- Task -
Go through the listing and write out all of it exactly.

Point-based annotation data
========================================

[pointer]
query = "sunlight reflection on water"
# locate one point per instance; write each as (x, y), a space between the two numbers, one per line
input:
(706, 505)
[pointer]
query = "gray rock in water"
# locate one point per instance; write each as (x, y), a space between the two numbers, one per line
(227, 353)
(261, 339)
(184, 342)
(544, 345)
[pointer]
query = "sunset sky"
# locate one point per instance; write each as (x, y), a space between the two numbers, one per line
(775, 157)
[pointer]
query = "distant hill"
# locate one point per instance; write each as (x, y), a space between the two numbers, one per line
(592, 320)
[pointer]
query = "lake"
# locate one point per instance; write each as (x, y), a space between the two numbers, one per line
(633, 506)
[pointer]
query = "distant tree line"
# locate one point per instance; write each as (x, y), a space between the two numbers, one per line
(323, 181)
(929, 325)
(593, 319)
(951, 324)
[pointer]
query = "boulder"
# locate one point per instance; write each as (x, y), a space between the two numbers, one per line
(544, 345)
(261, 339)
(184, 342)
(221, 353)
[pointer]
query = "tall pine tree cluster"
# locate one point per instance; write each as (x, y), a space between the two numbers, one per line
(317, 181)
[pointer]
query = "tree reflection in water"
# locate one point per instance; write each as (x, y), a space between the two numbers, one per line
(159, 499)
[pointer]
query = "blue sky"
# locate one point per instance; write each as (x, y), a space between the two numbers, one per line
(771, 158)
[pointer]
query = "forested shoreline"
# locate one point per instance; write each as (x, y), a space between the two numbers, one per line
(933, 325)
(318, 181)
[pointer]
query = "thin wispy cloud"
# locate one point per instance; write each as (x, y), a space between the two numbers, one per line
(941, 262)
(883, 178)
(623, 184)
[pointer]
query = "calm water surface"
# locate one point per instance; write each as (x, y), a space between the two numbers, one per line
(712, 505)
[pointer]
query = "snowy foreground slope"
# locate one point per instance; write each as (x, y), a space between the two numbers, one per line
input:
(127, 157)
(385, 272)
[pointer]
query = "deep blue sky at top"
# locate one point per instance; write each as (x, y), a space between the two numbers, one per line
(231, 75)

========================================

- Exercise output -
[pointer]
query = "sunlight reflection on water"
# locate one point per instance; write each as (x, y), a space between the two numbers, one per line
input:
(706, 505)
[pointer]
query = "gray rock in water"
# locate one point per instance; write each as (x, y), a space between the two numbers, one per line
(227, 353)
(261, 339)
(184, 342)
(544, 345)
[pointer]
query = "sunset sky"
# locate one point per instance; write each as (x, y), a space between the two numbers, one per line
(775, 157)
[pointer]
query = "distant hill"
# locate one point per instance; write each as (x, y), a space between the two numbers, one per line
(592, 320)
[pointer]
query = "lake"
# locate one point per instance; write each as (x, y), a space between the two numbers, one per line
(633, 506)
[pointer]
query = "distant tree line"
# locate one point per instance; write each as (x, y), a space between the two numbers, one per line
(323, 181)
(929, 325)
(593, 319)
(951, 324)
[pointer]
query = "boulder"
# locate one point per instance; write each as (x, y), a space between the two numbers, one per line
(544, 345)
(261, 339)
(184, 342)
(221, 353)
[pointer]
query = "tall pine tree cluster"
# locate one point per instance; write each as (x, y), a space between the two numbers, one per line
(317, 181)
[pointer]
query = "tree reflection in water"
# locate one point per instance; write each as (x, y), a space between the two numbers, one per line
(159, 499)
[pointer]
query = "blue sky"
# locate one point per instance; write each as (x, y), a space between the two numbers, one per line
(771, 158)
[pointer]
query = "forested shoreline"
# locate one point per instance; write each as (x, y), a space between the two numbers, one per line
(933, 325)
(318, 181)
[pointer]
query = "thin wispy cloud"
# locate one point per instance; write each as (x, y), a space between the two numbers, one per line
(941, 262)
(883, 178)
(623, 184)
[pointer]
query = "calm water surface"
# locate one point per instance; write each as (x, y), a space between the two numbers, one per line
(712, 505)
[pointer]
query = "snowy foreground slope"
# locate one point per instance; write each as (x, y), a space between the two numbers, one per line
input:
(127, 157)
(385, 272)
[pointer]
query = "deep blue sky at top"
# locate one point per instance; write each as (x, y), a space between the two numbers, one per line
(231, 75)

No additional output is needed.